### Source passage
::::

Having arrived in the vicinity of the Newell farm, the box disappeared. The story of the midnight burial of the giant must be left to the imagination. It is not difficult to picture the scene: the shadowy light of the lanterns revealing the figures of the men busy about the inert figure, the rasp of iron and the splitting of wood as the box was opened, the creak of machinery as slowly and carefully the stone figure was lowered into its waiting grave, and the water seeped up around it. The earth was filled in and the top smoothed off. Probably there was no one to repeat the burial formula but the future developments indicate that the spectators were not without a belief in the resurrection of the body they had so carefully buried.

And so the mystery of the "Cardiff Giant" was solved. The owners made frantic efforts to refute the evidence but in vain, for in the midst of their protestations, Hull, who apparently enjoyed the joke and who had realized financially on the scheme before the gossip about the planting of the giant had been verified, made public the whole story of the swindle.

In addition to confirming the main points of the story of the wanderings of the gypsum-block and the stone giant, Hull explained where he received the suggestion of the plan. While on a visit to relatives at Ackley, Iowa, he had entered upon a discussion with a Methodist revivalist and in the argument concerning the belief in Biblical stories, Hull who was himself an atheist received the inspiration of the burying and resurrection of the giant.

These revelations would seem to be sufficient to destroy all belief and curiosity in the stone giant, but in spite of them a graduate student of Yale, named Alexander McWhorter, made a study of the "Cardiff Giant". He discovered on the figure an inscription in ancient Phoenician letters and evolved the theory that here was a Phoenician idol. No one else was ever able to see this inscription, but McWhorter wrote an article elaborating his theory and had it published in a prominent magazine. Dr. White of the Yale Medical School also examined the figure and of the discussion between these two men, Andrew D. White says: "Dickens in his most expansive moods never conceived anything more funny than the long, solemn discussion between the erratic Hebrew scholar and the eminent medical professor at New Haven over the 'pores' of the statue, which one of them thought 'the work of minute animals, which the other thought elaborate Phoenician workmanship, which both thought exquisite, and which the maker of the statue had already confessed that he had made by rudely striking the statue with a mallet faced with needles."

But no theories could restore the popularity of the "Cardiff Giant". Some of the enterprising citizens of Fort Dodge- W. H. Wright, Dr. McNulty, and the editor of The Iowa North West — collected the evidence and published it in a pamphlet entitled The Cardiff Giant Humbug, concluding with a modest advertisement of Fort Dodge. These pamphlets were sent to New York and sold in the town in which the "Cardiff Giant" was being exhibited. The promoters made frantic efforts to stop their sale, but enough were distributed to expose the claims of the giant. Although it continued to be exhibited for some time in spite of the appearance of a rival and the story of its real origin, the returns soon diminished and the colossus was finally stranded at Fitchburg, Massachusetts, where it was held for storage charges. It was put on exhibition at the Pan-American Exposition at Buffalo in 1901, but at the close of the Exposition it was returned to Fitchburg, where it was stored in an old barn.

It was felt, however, that the old giant should be returned to its home at Fort Dodge, and it was purchased by Joseph B. Mulroney from the heirs of the estate to which it belonged and brought back to Fort Dodge, where it has been exhibited from time to time. It is now owned by Hugo Schultz of Huron, South Dakota, but it remains in charge of the Brady Transfer and Storage Company at Fort Dodge. Although in retirement, the "Cardiff Giant" was the chief guest at a "wake" given in Fort Dodge to visiting advertising men in convention there in the spring of 1921—an honor, indeed, which the old giant well deserved.

::::

### Input data
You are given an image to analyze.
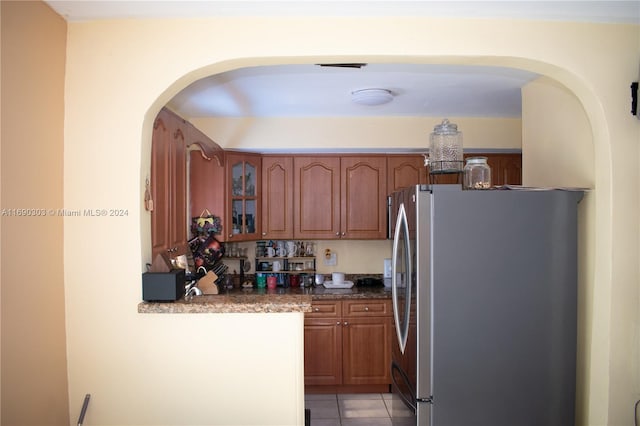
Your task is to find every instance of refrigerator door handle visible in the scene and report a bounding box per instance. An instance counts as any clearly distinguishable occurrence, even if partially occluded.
[391,203,411,353]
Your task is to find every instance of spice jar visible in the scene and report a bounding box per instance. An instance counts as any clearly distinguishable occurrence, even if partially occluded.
[464,157,491,189]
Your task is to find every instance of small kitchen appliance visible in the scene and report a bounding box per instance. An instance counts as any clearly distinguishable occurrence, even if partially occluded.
[142,269,185,302]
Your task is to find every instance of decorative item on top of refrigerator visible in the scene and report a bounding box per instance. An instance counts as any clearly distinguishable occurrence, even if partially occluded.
[429,118,463,174]
[464,157,491,189]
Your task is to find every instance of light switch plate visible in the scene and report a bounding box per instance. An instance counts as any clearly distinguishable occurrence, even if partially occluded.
[324,253,338,266]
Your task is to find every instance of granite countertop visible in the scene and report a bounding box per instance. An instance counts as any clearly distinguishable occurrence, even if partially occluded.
[138,286,391,314]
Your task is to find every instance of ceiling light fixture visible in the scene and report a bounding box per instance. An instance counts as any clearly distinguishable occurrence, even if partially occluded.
[351,89,393,106]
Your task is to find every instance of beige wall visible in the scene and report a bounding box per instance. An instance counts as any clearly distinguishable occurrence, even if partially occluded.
[522,77,596,424]
[192,117,522,152]
[0,1,69,425]
[2,2,640,425]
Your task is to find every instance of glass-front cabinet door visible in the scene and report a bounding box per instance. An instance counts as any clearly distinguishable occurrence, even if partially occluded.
[225,153,261,241]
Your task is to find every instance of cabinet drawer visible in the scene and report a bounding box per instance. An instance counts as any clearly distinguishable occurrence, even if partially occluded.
[305,301,342,318]
[342,299,392,317]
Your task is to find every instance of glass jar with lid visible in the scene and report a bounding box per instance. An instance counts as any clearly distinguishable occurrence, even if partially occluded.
[429,118,463,174]
[464,157,491,189]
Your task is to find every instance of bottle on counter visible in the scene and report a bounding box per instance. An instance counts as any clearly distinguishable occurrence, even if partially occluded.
[464,157,491,189]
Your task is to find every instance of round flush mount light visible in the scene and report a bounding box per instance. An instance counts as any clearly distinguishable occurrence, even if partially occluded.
[351,89,393,105]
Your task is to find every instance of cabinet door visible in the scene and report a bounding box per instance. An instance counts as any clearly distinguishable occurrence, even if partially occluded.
[150,111,171,258]
[150,109,188,258]
[304,318,342,385]
[189,151,226,241]
[342,317,392,385]
[293,156,340,239]
[169,129,188,254]
[387,155,427,195]
[225,153,261,241]
[261,156,293,240]
[340,156,387,239]
[494,154,522,185]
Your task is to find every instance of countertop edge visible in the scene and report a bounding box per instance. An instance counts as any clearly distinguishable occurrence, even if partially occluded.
[138,289,391,314]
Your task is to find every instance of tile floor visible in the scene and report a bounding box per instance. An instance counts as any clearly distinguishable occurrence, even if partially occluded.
[304,393,391,426]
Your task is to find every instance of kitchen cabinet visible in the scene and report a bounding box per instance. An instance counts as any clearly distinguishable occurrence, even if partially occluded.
[387,154,428,194]
[294,156,387,239]
[260,155,294,240]
[486,153,522,185]
[304,299,393,392]
[189,150,226,235]
[224,152,261,241]
[149,109,187,258]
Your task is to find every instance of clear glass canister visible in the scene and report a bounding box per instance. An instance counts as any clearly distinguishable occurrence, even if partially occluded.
[429,118,463,173]
[464,157,491,189]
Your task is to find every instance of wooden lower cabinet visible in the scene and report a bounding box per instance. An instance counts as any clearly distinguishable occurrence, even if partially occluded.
[304,299,393,393]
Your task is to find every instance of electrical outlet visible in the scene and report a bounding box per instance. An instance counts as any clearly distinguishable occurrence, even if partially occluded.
[324,253,338,266]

::::

### To do
a) In the passage on the Cardiff Giant, list the sounds it imagines during the midnight burial.
b) According to the passage on the Cardiff Giant, why did the owners' efforts to refute the evidence fail?

### Answers provided
a)
- The rasp of iron
- The splitting of wood as the box was opened
- The creak of machinery as the stone figure was lowered into its grave

b) Their efforts failed because, while they were still protesting, Hull made public the whole story of the swindle. He apparently enjoyed the joke and had already profited from the scheme before the gossip about the planting of the giant was verified.